» **Exercise instructions**: Nothing but the lines from the one containing "of the american" through the end of the entries should be set down, each exactly as written.

Dataset entries:

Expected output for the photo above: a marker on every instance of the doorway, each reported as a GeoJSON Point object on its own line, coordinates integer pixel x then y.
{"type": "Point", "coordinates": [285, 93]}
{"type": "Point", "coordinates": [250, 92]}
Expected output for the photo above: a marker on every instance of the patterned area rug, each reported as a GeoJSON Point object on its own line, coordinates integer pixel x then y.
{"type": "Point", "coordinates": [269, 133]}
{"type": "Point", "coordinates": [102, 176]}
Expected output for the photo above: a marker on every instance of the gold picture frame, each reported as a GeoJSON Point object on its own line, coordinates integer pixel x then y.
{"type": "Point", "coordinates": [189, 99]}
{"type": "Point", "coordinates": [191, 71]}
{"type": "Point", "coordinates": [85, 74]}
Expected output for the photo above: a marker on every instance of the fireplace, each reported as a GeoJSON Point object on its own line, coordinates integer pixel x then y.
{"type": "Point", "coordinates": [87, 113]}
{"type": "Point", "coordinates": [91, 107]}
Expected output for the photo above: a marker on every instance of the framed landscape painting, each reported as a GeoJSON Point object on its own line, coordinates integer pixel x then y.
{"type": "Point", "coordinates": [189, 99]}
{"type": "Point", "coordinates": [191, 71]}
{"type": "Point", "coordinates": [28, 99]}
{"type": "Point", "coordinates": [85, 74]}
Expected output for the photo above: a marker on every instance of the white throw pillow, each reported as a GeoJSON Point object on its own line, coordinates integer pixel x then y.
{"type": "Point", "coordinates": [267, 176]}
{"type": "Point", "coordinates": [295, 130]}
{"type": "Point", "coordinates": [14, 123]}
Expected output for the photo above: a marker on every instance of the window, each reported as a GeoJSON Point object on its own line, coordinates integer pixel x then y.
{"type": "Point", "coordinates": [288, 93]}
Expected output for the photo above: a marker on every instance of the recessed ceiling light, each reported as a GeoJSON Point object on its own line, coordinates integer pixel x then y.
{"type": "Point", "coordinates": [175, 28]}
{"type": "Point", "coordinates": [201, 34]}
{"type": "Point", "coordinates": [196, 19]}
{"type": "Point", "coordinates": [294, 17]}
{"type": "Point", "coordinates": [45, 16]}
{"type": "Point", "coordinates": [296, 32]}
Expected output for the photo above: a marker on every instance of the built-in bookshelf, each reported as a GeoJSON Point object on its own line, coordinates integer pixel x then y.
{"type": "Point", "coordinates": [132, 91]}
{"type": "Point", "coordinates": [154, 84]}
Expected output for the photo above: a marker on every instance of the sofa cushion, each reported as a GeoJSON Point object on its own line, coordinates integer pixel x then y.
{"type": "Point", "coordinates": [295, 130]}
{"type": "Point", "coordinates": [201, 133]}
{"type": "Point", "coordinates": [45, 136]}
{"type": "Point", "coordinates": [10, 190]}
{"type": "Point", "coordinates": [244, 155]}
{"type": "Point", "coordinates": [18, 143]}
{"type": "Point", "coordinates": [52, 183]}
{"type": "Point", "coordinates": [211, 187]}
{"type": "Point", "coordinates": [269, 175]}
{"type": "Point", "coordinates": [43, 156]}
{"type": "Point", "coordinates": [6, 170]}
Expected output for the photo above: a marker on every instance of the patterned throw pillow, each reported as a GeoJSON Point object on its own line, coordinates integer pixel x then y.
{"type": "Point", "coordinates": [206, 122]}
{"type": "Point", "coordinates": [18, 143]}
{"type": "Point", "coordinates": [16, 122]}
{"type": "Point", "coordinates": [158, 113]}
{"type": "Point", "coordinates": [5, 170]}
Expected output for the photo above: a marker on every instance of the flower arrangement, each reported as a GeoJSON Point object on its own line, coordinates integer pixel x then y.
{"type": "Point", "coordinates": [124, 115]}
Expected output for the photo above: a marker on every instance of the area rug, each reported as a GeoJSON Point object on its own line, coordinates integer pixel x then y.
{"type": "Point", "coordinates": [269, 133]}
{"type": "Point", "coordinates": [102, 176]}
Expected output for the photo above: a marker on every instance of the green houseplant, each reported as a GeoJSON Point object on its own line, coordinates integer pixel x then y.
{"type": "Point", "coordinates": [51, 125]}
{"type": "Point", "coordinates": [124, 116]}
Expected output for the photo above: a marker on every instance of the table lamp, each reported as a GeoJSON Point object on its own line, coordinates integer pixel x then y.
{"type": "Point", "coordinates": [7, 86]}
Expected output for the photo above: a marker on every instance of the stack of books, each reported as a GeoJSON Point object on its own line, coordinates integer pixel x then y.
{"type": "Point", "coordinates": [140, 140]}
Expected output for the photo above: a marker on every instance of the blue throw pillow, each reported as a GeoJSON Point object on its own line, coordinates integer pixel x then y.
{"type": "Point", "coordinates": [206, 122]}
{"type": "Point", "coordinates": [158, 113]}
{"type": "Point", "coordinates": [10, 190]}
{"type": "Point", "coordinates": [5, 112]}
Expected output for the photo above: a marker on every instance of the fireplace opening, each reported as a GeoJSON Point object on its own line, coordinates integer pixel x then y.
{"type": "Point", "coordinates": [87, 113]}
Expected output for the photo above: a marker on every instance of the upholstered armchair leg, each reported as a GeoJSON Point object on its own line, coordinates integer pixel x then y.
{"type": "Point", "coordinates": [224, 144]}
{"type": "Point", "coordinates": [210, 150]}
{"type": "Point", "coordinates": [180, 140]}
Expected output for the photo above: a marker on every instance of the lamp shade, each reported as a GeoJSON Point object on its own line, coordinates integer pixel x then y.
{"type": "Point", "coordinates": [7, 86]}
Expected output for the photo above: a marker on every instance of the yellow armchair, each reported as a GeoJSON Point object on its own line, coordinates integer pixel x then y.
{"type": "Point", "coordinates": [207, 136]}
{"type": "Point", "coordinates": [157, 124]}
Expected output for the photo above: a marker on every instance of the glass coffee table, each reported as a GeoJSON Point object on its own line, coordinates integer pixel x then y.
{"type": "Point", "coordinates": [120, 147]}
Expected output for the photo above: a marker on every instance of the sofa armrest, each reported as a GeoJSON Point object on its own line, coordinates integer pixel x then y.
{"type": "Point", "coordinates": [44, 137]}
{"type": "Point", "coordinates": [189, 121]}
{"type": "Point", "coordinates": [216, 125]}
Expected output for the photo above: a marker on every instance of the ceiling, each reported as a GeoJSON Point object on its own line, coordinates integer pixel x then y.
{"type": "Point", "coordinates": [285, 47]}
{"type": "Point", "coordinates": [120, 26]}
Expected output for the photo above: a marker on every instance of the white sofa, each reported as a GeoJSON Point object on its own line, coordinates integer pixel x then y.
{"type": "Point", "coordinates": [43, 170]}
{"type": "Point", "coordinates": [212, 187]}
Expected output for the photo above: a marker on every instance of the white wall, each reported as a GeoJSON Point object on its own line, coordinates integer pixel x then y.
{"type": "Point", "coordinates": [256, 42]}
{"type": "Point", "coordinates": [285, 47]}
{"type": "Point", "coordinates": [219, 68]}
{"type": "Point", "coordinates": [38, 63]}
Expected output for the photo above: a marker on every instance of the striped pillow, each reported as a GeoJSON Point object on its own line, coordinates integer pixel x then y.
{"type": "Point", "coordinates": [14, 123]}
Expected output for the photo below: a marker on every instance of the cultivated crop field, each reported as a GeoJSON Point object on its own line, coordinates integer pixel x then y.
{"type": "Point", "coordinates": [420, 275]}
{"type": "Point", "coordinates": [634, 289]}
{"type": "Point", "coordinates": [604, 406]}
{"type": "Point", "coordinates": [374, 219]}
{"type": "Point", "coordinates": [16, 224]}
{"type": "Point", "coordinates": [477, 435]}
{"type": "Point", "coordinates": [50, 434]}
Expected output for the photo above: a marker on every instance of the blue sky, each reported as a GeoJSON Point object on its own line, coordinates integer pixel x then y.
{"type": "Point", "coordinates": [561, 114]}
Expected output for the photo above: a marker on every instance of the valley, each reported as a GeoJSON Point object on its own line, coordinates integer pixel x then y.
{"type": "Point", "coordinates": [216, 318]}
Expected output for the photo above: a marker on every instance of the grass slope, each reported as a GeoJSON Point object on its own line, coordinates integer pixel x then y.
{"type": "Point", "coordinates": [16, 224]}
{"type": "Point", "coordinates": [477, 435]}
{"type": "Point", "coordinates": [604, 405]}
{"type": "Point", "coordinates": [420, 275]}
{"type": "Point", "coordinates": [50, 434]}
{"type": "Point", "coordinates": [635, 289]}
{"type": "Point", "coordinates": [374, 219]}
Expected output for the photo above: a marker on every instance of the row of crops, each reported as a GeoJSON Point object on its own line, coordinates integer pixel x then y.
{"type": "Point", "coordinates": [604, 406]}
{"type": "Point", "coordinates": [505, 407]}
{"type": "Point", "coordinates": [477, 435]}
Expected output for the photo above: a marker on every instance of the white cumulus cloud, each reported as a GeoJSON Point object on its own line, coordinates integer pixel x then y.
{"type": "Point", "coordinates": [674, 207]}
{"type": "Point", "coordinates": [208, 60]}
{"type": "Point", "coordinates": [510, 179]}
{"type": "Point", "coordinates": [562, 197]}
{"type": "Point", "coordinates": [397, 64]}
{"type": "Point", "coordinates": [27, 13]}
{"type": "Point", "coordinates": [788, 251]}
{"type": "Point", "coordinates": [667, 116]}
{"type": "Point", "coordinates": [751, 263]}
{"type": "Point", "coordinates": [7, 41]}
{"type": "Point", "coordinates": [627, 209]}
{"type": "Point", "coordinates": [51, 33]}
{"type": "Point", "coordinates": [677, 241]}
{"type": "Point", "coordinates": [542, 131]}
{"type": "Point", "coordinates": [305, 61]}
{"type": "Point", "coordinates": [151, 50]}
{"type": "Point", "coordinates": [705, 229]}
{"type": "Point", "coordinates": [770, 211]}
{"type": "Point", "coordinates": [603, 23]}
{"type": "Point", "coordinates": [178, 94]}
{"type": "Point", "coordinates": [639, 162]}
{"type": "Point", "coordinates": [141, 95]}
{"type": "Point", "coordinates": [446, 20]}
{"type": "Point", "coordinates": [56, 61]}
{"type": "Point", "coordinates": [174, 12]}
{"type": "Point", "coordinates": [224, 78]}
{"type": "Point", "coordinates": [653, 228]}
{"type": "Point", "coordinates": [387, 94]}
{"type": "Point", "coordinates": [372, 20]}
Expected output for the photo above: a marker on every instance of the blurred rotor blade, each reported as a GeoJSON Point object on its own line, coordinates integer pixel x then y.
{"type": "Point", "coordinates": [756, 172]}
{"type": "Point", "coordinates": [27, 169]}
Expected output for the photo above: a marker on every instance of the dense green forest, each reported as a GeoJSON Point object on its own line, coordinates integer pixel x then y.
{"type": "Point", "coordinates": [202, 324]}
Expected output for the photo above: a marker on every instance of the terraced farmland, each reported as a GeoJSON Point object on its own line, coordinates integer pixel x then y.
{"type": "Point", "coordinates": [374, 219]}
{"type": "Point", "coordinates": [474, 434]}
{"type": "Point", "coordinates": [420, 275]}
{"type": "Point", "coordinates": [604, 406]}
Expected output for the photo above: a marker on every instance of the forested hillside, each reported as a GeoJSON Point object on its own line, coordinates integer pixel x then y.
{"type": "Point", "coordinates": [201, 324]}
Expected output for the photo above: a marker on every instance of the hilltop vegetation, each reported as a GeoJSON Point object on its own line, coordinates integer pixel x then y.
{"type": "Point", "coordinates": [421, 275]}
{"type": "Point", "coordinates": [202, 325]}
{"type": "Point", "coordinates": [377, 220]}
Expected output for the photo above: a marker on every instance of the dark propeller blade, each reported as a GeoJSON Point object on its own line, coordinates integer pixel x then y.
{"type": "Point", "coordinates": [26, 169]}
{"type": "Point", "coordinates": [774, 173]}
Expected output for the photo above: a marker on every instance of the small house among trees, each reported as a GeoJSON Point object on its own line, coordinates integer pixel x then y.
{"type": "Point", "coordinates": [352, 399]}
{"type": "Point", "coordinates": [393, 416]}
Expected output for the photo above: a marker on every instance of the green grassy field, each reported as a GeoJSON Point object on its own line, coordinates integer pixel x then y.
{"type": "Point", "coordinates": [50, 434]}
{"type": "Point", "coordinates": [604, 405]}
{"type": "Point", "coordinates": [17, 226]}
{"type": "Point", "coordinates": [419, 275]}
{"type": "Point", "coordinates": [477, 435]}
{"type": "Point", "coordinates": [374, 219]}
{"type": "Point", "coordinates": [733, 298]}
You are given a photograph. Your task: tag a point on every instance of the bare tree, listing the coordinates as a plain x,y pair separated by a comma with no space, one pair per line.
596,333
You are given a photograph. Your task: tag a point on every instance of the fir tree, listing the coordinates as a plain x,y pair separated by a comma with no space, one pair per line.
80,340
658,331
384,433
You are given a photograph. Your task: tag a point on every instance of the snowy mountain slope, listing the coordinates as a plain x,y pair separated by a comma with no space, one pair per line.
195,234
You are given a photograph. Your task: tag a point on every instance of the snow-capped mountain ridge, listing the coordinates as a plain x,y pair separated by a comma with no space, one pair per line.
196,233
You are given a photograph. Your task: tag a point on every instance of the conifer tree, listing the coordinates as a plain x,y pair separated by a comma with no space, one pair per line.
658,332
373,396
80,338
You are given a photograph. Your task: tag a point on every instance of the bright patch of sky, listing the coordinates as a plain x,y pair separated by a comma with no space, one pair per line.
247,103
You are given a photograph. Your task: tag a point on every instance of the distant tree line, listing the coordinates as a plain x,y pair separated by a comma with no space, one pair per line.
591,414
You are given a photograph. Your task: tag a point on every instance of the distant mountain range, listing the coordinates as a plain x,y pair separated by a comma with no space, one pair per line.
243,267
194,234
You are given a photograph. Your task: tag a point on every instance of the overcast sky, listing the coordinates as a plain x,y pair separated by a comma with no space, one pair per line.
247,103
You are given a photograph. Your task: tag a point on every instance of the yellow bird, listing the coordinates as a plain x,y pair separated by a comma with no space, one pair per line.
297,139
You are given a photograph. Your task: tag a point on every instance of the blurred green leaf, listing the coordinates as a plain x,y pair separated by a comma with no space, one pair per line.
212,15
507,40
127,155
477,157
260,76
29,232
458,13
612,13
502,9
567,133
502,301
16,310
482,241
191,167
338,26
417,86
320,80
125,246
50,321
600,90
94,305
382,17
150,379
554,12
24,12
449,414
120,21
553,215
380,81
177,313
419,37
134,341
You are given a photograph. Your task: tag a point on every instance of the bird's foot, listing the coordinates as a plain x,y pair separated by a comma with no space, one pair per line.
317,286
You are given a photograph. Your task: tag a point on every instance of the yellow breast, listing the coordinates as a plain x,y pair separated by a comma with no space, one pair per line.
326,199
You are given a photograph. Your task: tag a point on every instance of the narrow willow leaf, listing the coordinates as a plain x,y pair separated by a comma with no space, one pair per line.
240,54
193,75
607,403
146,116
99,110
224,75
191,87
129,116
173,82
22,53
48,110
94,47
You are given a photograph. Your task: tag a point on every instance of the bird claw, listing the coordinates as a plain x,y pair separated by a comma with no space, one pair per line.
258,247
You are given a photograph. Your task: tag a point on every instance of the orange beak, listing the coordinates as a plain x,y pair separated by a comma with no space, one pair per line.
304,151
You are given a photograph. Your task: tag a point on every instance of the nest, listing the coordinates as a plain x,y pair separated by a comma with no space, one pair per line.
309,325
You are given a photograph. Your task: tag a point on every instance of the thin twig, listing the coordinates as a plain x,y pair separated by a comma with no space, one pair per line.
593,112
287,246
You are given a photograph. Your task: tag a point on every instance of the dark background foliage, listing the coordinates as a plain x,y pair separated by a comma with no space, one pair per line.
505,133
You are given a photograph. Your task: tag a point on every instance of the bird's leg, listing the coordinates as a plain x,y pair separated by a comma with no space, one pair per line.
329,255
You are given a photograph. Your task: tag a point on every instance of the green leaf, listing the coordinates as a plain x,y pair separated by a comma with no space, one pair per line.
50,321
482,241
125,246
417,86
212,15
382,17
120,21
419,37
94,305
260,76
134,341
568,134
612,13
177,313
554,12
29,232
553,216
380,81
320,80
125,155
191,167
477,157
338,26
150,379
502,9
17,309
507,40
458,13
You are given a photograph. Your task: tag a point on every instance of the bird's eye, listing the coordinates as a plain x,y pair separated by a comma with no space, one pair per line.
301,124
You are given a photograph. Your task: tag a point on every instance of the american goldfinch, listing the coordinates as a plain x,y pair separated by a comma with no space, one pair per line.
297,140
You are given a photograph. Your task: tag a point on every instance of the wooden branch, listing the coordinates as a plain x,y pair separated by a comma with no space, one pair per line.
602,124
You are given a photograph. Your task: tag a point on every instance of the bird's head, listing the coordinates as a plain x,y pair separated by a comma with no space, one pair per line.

» **Result**:
You are given a photograph. Your task: tag a point on every instance of the american goldfinch, listing the coordinates as a plain x,y pair separated by a comma with no space, one pair per line.
297,140
You are given a photograph. Your task: tag a point on every instance of the wooden branch, listing the coordinates as a plain x,y pair separated by a comma with no space, one pair per line.
602,124
You are given a photograph. Your task: tag a point on every instance of the bird's head, listing the coordinates as a plain x,y pair separated by a comma with no space, one pair per line.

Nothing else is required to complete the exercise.